Short problem 1:
Arrange each line of the brown grasshopper outline listing as a Markdown table with the columns Row and Line, numbering the rows and skipping blank lines. Leave the pictures out of the table.

Text provided:
########

Huntington is a town in Chittenden County, Vermont, United States. The population was 1,938 at the 2020 census.

History
The town was originally called "New Huntington", but the name was changed to "Huntington" in October 1795. It was named for landholders Josiah, Charles and Marmaduke Hunt.

Geography
Huntington is in southeastern Chittenden County, bordered to the southwest by Addison County and to the east by Washington County. The town is located on the west side of the Green Mountains and is centered on the valley of the Huntington River, a north-flowing tributary of the Winooski River. The  summit of Camel's Hump is in Huntington's northeast corner, on the town boundary with Duxbury.

According to the United States Census Bureau, the town of Huntington has a total area of , of which  is land and , or 0.26%, is water. The village of Huntington is in the northwest part of the town, Huntington Center is centrally located, and Hanksville is in the south. All three villages lie along the Huntington River.

########

Provided material:
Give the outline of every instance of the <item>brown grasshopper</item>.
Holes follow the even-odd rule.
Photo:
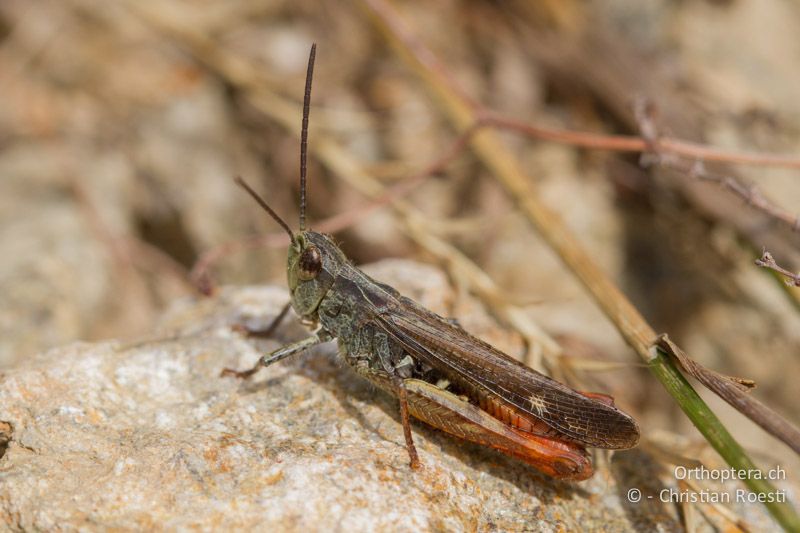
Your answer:
[[[329,340],[344,361],[400,404],[411,467],[420,465],[409,415],[464,440],[489,446],[559,479],[592,475],[586,447],[625,449],[639,428],[603,394],[575,391],[512,359],[445,318],[356,268],[333,240],[305,228],[306,152],[311,79],[306,77],[300,151],[300,231],[294,233],[244,181],[251,196],[289,234],[291,305],[314,333],[262,357],[262,366]]]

########

Short problem 2:
Pick up the text about Huntington, Vermont after its last sentence and continue it.

Final answer 1:
| Row | Line |
|---|---|
| 1 | Give the outline of every instance of the <item>brown grasshopper</item>. |
| 2 | Holes follow the even-odd rule. |
| 3 | Photo: |
| 4 | Your answer: |
| 5 | [[[329,340],[344,361],[400,404],[411,467],[420,465],[409,415],[464,440],[489,446],[559,479],[592,475],[586,447],[625,449],[639,428],[603,394],[575,391],[512,359],[445,318],[356,268],[333,240],[305,228],[306,152],[311,79],[306,77],[300,151],[300,231],[294,233],[244,181],[251,196],[289,234],[291,305],[314,333],[262,357],[262,366]]] |

Final answer 2:
Demographics
As of the census of 2000, there were 1,861 people, 692 households, and 512 families residing in the town.  The population density was 48.8 people per square mile (18.8/km2).  There were 744 housing units at an average density of 19.5 per square mile (7.5/km2).  The racial makeup of the town was 97.47% White, 0.38% African American, 0.16% Native American, 0.48% Asian, 0.16% from other races, and 1.34% from two or more races. Hispanic or Latino of any race were 0.38% of the population.

There were 692 households, out of which 40.0% had children under the age of 18 living with them, 65.0% were married couples living together, 5.9% had a female householder with no husband present, and 26.0% were non-families. 16.9% of all households were made up of individuals, and 3.8% had someone living alone who was 65 years of age or older.  The average household size was 2.68 and the average family size was 3.09.

In the town, the population was spread out, with 28.3% under the age of 18, 4.6% from 18 to 24, 37.0% from 25 to 44, 24.7% from 45 to 64, and 5.4% who were 65 years of age or older.  The median age was 37 years. For every 100 females, there were 98.6 males.  For every 100 females age 18 and over, there were 99.4 males.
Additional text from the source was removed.